▶ _Your instructions_:
Return, word for word, only the lines from the one containing "mask --target=orange carrot" through the last line of the entries.

▶ _Material_:
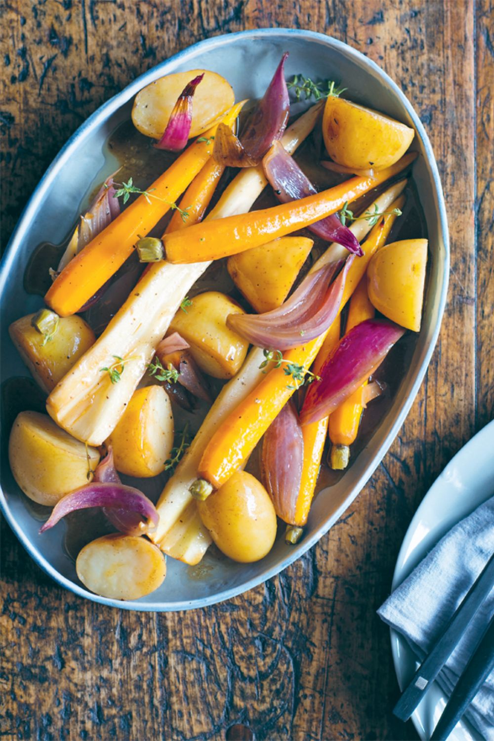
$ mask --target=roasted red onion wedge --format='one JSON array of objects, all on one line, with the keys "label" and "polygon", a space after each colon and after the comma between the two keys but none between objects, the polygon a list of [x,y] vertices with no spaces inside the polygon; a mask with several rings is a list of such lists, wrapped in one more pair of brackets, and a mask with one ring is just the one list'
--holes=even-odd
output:
[{"label": "roasted red onion wedge", "polygon": [[278,517],[295,522],[304,462],[304,438],[295,404],[290,399],[264,434],[262,480]]},{"label": "roasted red onion wedge", "polygon": [[301,424],[318,422],[333,412],[374,373],[404,332],[386,319],[367,319],[351,329],[323,364],[321,380],[309,387]]},{"label": "roasted red onion wedge", "polygon": [[[317,190],[293,158],[275,142],[262,161],[266,177],[281,203],[313,196]],[[359,257],[364,253],[356,236],[344,226],[336,213],[316,222],[308,227],[314,234],[328,242],[336,242]]]},{"label": "roasted red onion wedge", "polygon": [[187,144],[192,124],[192,99],[196,88],[204,76],[203,73],[194,77],[178,96],[163,136],[154,145],[156,149],[179,152]]},{"label": "roasted red onion wedge", "polygon": [[171,355],[180,350],[188,350],[190,345],[178,332],[173,332],[162,339],[156,348],[156,355],[161,360],[167,355]]},{"label": "roasted red onion wedge", "polygon": [[[93,481],[100,484],[121,484],[115,468],[111,445],[108,447],[108,452],[104,458],[102,458],[96,466]],[[138,512],[113,507],[104,507],[103,512],[113,527],[121,533],[125,533],[127,535],[142,534],[142,517]]]},{"label": "roasted red onion wedge", "polygon": [[[328,276],[330,280],[340,262],[330,263],[316,273],[310,273],[279,308],[264,314],[230,314],[227,325],[259,348],[290,350],[315,339],[328,329],[338,313],[347,274],[354,257],[348,256],[343,270],[329,288]],[[321,279],[324,279],[322,293],[318,290]],[[310,286],[309,292],[304,285],[306,282]],[[297,296],[298,291],[307,296],[304,302]],[[280,313],[283,308],[285,311]]]},{"label": "roasted red onion wedge", "polygon": [[[39,532],[44,533],[45,530],[53,528],[70,512],[88,509],[90,507],[103,507],[105,510],[112,508],[119,512],[124,511],[140,515],[144,518],[145,522],[141,521],[138,528],[139,535],[153,532],[156,528],[159,519],[159,515],[151,500],[138,489],[115,482],[92,482],[81,487],[80,489],[76,489],[60,499],[53,508],[48,519],[40,528]],[[127,532],[127,530],[122,531]]]},{"label": "roasted red onion wedge", "polygon": [[273,142],[283,134],[290,114],[288,89],[284,79],[285,52],[264,97],[247,119],[239,137],[220,124],[215,137],[213,156],[233,167],[258,165]]},{"label": "roasted red onion wedge", "polygon": [[191,353],[187,351],[189,347],[188,342],[178,332],[173,332],[161,341],[156,348],[156,357],[164,368],[173,366],[178,371],[177,380],[184,388],[198,399],[210,402],[212,399],[207,382]]}]

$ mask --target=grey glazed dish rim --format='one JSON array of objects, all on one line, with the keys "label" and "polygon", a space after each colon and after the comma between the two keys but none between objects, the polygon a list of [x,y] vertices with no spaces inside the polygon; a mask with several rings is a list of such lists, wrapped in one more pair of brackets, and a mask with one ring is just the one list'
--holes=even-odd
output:
[{"label": "grey glazed dish rim", "polygon": [[4,514],[10,526],[19,538],[22,545],[26,548],[38,565],[39,565],[49,576],[50,576],[61,586],[80,597],[86,597],[87,599],[101,604],[113,607],[122,608],[124,609],[138,610],[142,611],[171,611],[204,607],[242,594],[258,584],[262,583],[272,576],[276,576],[287,566],[293,563],[295,560],[296,560],[296,559],[303,555],[316,542],[317,542],[322,535],[324,535],[330,529],[332,525],[336,522],[338,518],[341,516],[342,512],[344,511],[351,502],[355,499],[358,491],[360,491],[370,476],[372,475],[373,472],[375,471],[375,468],[378,465],[391,443],[394,440],[399,428],[403,424],[404,419],[410,411],[410,408],[415,397],[425,371],[428,367],[435,342],[437,341],[441,327],[441,319],[442,318],[446,302],[450,253],[446,210],[442,188],[441,186],[435,159],[434,158],[427,135],[424,129],[420,119],[404,94],[391,79],[391,78],[390,78],[375,62],[368,59],[360,52],[353,49],[352,47],[348,46],[348,44],[343,41],[340,41],[331,36],[327,36],[325,34],[303,30],[270,28],[258,30],[241,31],[237,33],[215,36],[213,39],[198,41],[197,44],[188,47],[187,49],[179,52],[174,56],[170,57],[169,59],[167,59],[152,67],[147,72],[141,75],[136,80],[131,82],[127,87],[114,97],[111,98],[106,103],[104,103],[79,127],[79,128],[68,140],[67,144],[62,147],[59,153],[48,167],[45,174],[41,178],[39,184],[30,199],[30,201],[21,216],[19,224],[14,230],[2,261],[1,269],[0,270],[0,291],[3,289],[5,281],[7,279],[10,268],[16,257],[16,253],[21,246],[23,233],[25,231],[30,220],[33,218],[37,213],[45,190],[47,190],[50,182],[52,182],[53,179],[56,176],[57,172],[66,165],[71,151],[76,149],[79,145],[79,142],[86,134],[97,127],[100,123],[107,120],[113,113],[121,107],[121,106],[127,103],[142,87],[156,79],[157,77],[166,74],[167,70],[169,67],[176,64],[179,60],[186,57],[193,50],[197,50],[199,48],[205,50],[220,46],[221,44],[234,43],[236,39],[250,37],[251,39],[269,40],[270,37],[276,36],[279,38],[283,37],[284,36],[287,38],[290,36],[296,36],[300,39],[301,37],[304,39],[307,39],[308,41],[323,44],[332,47],[337,53],[342,53],[343,55],[350,57],[353,59],[353,61],[355,61],[361,68],[364,68],[364,73],[373,74],[374,76],[377,76],[380,82],[383,83],[387,93],[397,98],[398,102],[401,104],[410,116],[413,126],[415,127],[417,136],[421,141],[427,164],[432,175],[433,189],[437,199],[436,208],[438,213],[435,215],[435,218],[438,221],[439,233],[442,236],[444,241],[444,276],[442,283],[440,287],[439,295],[434,299],[436,305],[437,322],[435,326],[433,328],[429,345],[427,348],[427,351],[425,352],[422,362],[416,371],[415,379],[408,391],[406,400],[402,404],[402,406],[399,410],[398,413],[396,415],[387,435],[381,443],[375,454],[370,458],[370,461],[366,465],[363,473],[360,476],[360,478],[356,482],[353,489],[349,490],[348,496],[345,499],[343,504],[333,514],[333,515],[330,516],[326,521],[323,522],[321,525],[315,531],[312,536],[304,539],[297,547],[294,548],[293,552],[290,553],[286,558],[281,559],[275,565],[270,568],[267,568],[264,571],[255,577],[241,584],[237,584],[233,588],[218,591],[213,594],[194,600],[193,602],[184,601],[170,602],[160,601],[156,602],[141,602],[138,600],[119,601],[101,597],[93,594],[92,592],[90,592],[79,585],[73,582],[71,579],[63,576],[49,562],[48,560],[47,560],[43,554],[37,551],[32,541],[24,534],[20,524],[13,516],[4,495],[3,492],[1,492],[0,494],[0,506],[1,507]]}]

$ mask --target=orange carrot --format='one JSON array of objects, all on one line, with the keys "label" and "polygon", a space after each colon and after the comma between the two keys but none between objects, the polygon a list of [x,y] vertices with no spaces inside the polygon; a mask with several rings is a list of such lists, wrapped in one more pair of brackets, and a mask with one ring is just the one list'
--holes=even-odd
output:
[{"label": "orange carrot", "polygon": [[[223,119],[230,124],[242,103]],[[45,296],[48,306],[60,316],[73,314],[83,306],[132,253],[138,236],[145,236],[170,210],[213,153],[218,124],[213,126],[178,156],[170,167],[64,268]]]},{"label": "orange carrot", "polygon": [[[403,196],[397,199],[391,209],[403,206]],[[378,247],[385,244],[396,216],[389,213],[373,228],[362,245],[364,255],[353,261],[347,276],[340,311],[355,290],[367,270],[370,258]],[[183,232],[185,234],[187,232]],[[328,330],[329,331],[329,330]],[[314,362],[327,332],[284,356],[289,362],[308,369]],[[286,364],[273,368],[265,378],[233,410],[210,440],[201,459],[198,476],[215,488],[224,484],[250,455],[266,430],[290,398],[296,382],[284,373]],[[314,382],[317,383],[317,381]]]},{"label": "orange carrot", "polygon": [[[372,319],[375,313],[367,296],[367,279],[364,276],[350,299],[346,333],[361,322]],[[341,471],[348,465],[350,446],[356,441],[362,416],[362,389],[367,384],[366,381],[330,416],[332,468]]]},{"label": "orange carrot", "polygon": [[[318,353],[314,361],[313,372],[317,376],[321,370],[324,359],[331,350],[336,347],[340,341],[340,315],[330,327],[323,346]],[[319,419],[318,422],[304,425],[302,427],[304,438],[304,460],[302,463],[302,475],[300,480],[300,489],[295,509],[295,522],[290,525],[301,527],[305,525],[312,503],[317,477],[321,468],[321,459],[326,442],[327,433],[328,417]]]},{"label": "orange carrot", "polygon": [[216,260],[290,234],[334,213],[345,202],[356,200],[407,167],[415,157],[416,153],[410,152],[395,165],[378,172],[374,178],[350,178],[339,185],[298,201],[167,234],[164,239],[167,259],[170,262]]}]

▶ _Written solution_:
$ mask --target=orange carrot --format='one JSON array of objects, all on one line, with the keys "label" and "polygon", a space after each colon and after the comma between the two keys but none between objects, the polygon a list of [x,y] vertices with no spaces inside the polygon; a mask with several rings is a list of such lists, wrapped in one more pair of brackets, and a mask with one ring is just the one list'
--holes=even-odd
output:
[{"label": "orange carrot", "polygon": [[[223,119],[230,124],[242,103]],[[45,296],[48,306],[60,316],[73,314],[83,306],[132,253],[138,236],[145,236],[170,210],[213,153],[218,124],[213,126],[178,156],[170,167],[64,268]]]},{"label": "orange carrot", "polygon": [[[403,196],[397,199],[391,209],[403,206]],[[378,247],[385,244],[396,216],[389,213],[373,228],[362,245],[364,255],[353,261],[347,276],[340,311],[355,290],[367,270],[370,258]],[[183,232],[185,234],[187,232]],[[328,330],[329,331],[329,330]],[[314,362],[327,332],[284,356],[289,362],[308,369]],[[286,364],[273,368],[265,378],[233,410],[210,440],[201,459],[198,476],[215,488],[224,484],[250,455],[266,430],[290,398],[296,382],[284,373]],[[314,382],[317,383],[317,381]]]},{"label": "orange carrot", "polygon": [[[372,319],[375,313],[367,296],[367,279],[364,276],[350,299],[346,333],[361,322]],[[341,471],[348,465],[350,446],[356,441],[362,416],[362,389],[367,384],[366,381],[330,416],[332,468]]]},{"label": "orange carrot", "polygon": [[[318,353],[314,361],[313,372],[317,376],[321,370],[324,359],[331,350],[336,347],[340,341],[340,315],[330,327],[323,346]],[[319,419],[318,422],[304,425],[302,427],[304,438],[304,460],[302,463],[302,475],[300,480],[300,489],[295,509],[295,522],[290,525],[301,527],[305,525],[312,503],[317,477],[321,468],[321,459],[326,442],[327,433],[328,417]]]},{"label": "orange carrot", "polygon": [[216,260],[290,234],[334,213],[345,202],[356,200],[407,167],[415,157],[416,153],[410,152],[395,165],[378,172],[374,178],[350,178],[339,185],[298,201],[167,234],[164,239],[167,259],[170,262]]}]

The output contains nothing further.